Given problem:
All the data should come back exactly as it was given.

Information given:
>>

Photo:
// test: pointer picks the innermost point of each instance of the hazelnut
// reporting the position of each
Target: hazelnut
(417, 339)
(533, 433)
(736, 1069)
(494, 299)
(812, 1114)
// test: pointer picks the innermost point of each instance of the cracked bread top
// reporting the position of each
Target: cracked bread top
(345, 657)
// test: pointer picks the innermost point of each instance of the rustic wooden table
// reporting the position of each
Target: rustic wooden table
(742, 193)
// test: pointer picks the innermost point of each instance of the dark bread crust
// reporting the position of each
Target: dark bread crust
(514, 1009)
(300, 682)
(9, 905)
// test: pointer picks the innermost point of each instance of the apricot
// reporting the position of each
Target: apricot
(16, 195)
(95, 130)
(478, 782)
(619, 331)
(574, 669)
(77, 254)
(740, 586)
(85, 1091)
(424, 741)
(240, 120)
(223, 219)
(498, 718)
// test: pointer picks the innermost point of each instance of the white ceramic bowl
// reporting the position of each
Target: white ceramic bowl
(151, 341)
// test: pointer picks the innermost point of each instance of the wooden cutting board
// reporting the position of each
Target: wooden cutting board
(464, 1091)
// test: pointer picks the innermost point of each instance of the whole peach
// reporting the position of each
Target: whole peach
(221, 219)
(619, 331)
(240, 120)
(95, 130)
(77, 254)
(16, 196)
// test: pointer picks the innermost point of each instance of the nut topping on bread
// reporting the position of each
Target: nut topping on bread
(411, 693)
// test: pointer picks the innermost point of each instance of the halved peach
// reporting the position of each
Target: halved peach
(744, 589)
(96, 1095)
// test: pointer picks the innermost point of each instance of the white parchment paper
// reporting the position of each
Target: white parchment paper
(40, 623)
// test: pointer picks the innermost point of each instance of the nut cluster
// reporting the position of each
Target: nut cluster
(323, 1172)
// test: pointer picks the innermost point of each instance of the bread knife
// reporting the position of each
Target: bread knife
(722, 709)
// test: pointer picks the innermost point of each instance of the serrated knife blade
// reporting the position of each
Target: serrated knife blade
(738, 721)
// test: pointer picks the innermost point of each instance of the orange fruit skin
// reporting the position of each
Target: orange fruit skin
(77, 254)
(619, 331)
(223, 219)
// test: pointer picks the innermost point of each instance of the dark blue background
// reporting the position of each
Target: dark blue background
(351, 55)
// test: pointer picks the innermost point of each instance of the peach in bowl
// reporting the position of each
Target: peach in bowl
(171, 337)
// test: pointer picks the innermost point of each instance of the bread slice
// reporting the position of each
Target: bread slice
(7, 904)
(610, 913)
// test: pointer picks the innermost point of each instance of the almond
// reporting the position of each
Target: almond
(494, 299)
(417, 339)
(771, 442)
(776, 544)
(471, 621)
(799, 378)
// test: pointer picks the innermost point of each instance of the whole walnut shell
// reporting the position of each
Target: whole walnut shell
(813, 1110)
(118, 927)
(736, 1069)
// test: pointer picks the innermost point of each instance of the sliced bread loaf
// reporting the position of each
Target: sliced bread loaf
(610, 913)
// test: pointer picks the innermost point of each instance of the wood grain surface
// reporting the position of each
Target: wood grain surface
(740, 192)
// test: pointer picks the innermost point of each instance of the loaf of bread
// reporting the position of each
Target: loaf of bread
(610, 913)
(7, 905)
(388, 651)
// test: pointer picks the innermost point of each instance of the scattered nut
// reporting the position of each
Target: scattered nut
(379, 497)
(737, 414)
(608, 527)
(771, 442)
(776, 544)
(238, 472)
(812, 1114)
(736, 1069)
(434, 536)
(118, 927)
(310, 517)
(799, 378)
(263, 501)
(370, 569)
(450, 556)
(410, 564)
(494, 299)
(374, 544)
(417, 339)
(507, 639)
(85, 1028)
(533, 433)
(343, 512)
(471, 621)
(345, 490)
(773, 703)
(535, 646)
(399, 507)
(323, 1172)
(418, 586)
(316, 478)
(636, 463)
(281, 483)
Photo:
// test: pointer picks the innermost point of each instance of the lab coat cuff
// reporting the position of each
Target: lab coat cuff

<<

Reply:
Photo:
// test: pointer picks the innermost point of each instance of the hazelnut
// reporting the position of each
Target: hazelnut
(417, 339)
(533, 433)
(736, 1069)
(494, 299)
(812, 1114)
// test: pointer picks the innermost point of each instance of the cracked bread top
// reporting the position of each
Target: cracked bread top
(345, 657)
// test: pointer picks the innermost point of each instance of the rustic wooden table
// reporting the position of each
Target: rustic wooden table
(742, 193)
// test: pointer picks the innermost point of each instance of the dark bread crust
// reporting the position of each
Target: dark bread crust
(514, 1009)
(300, 682)
(9, 905)
// test: pointer picks the innermost point of each instance of the apricot
// reporting the position of each
Target: apricot
(16, 195)
(95, 130)
(478, 782)
(619, 331)
(574, 669)
(77, 254)
(740, 586)
(85, 1091)
(424, 741)
(240, 120)
(223, 219)
(498, 718)
// test: pointer picks the innermost point of each instance of the white ceramic bowl
// reporting the position of each
Target: white ceramic bowl
(151, 341)
// test: pointer picks the innermost point of each instance of the wooden cutting board
// reporting the position of each
Target: wooden cutting board
(464, 1091)
// test: pointer picks the innermost point of each instance of the whole peach
// reporting the position of each
Target: whole peach
(221, 219)
(619, 331)
(240, 120)
(95, 130)
(77, 254)
(16, 196)
// test: pointer picks the innermost point of each instance of the nut topping on bread
// reporting the position of each
Target: nut topping on bread
(411, 693)
// test: pointer picks the innermost point of each instance of the halved peach
// reporting the position of each
Target: halved peach
(744, 589)
(96, 1095)
// test: pointer picks the innermost point of each instance of the white parchment paper
// reporting the position of each
Target: white parchment paper
(40, 623)
// test: pointer picks the innermost point of each instance of the nut cluster
// reporting the position of each
Target: nut cluster
(323, 1172)
// test: pointer picks the innermost point of each instance of the bread knife
// reporting the position of each
Target: bread knife
(722, 709)
// test: pointer picks the innermost point of each instance of the serrated knife blade
// reporting the position of each
Target: serrated knife blade
(738, 721)
// test: pointer picks the innermost point of each instance of the orange fruit skin
// reporting the position of each
Target: orange fruit skin
(77, 254)
(619, 331)
(223, 219)
// test: pointer picks the innermost point of each instance of the dark blue background
// reporting the position of each
Target: dark blue background
(351, 55)
// test: pointer picks the innermost point of each instance of the peach in bowl
// reporting the position of each
Target: peach in bowl
(171, 337)
// test: pointer picks the innermost point of each instance of the bread slice
// reporting the position of each
Target: bread slice
(7, 904)
(610, 913)
// test: pointer picks the innermost point of each instance of the almond
// reporting the position of each
Target: almond
(494, 299)
(417, 339)
(771, 442)
(776, 544)
(471, 621)
(799, 378)
// test: pointer picks the innermost point of each instance of the whole walnut shell
// reporting the position of each
Target: whole walnut shell
(813, 1110)
(118, 927)
(736, 1069)
// test: pointer picks the innermost point of each instance of the sliced bread loaf
// reporting the position of each
Target: sliced bread loaf
(610, 913)
// test: pointer picks the innermost point of each instance of the wood grain surface
// reporting the position of each
Target: wood grain surface
(740, 192)
// test: pointer picks the innermost point of each instance of the loaf of bread
// reporting the position of each
Target: loaf of bread
(610, 913)
(7, 905)
(388, 651)
// test: pointer picks the innermost point of each instance of the scattered nut
// reporting the position of each
Target: scattered nut
(379, 497)
(737, 414)
(608, 527)
(771, 442)
(776, 544)
(238, 472)
(812, 1114)
(736, 1069)
(434, 536)
(118, 927)
(310, 517)
(799, 378)
(263, 501)
(370, 569)
(450, 556)
(410, 564)
(494, 299)
(374, 544)
(417, 339)
(507, 639)
(85, 1028)
(533, 433)
(343, 512)
(471, 621)
(345, 490)
(773, 703)
(535, 646)
(399, 507)
(323, 1172)
(418, 586)
(316, 478)
(636, 463)
(281, 483)
Photo:
// test: pointer picks the innermost point of each instance of the lab coat cuff
// reporting the position of each
Target: lab coat cuff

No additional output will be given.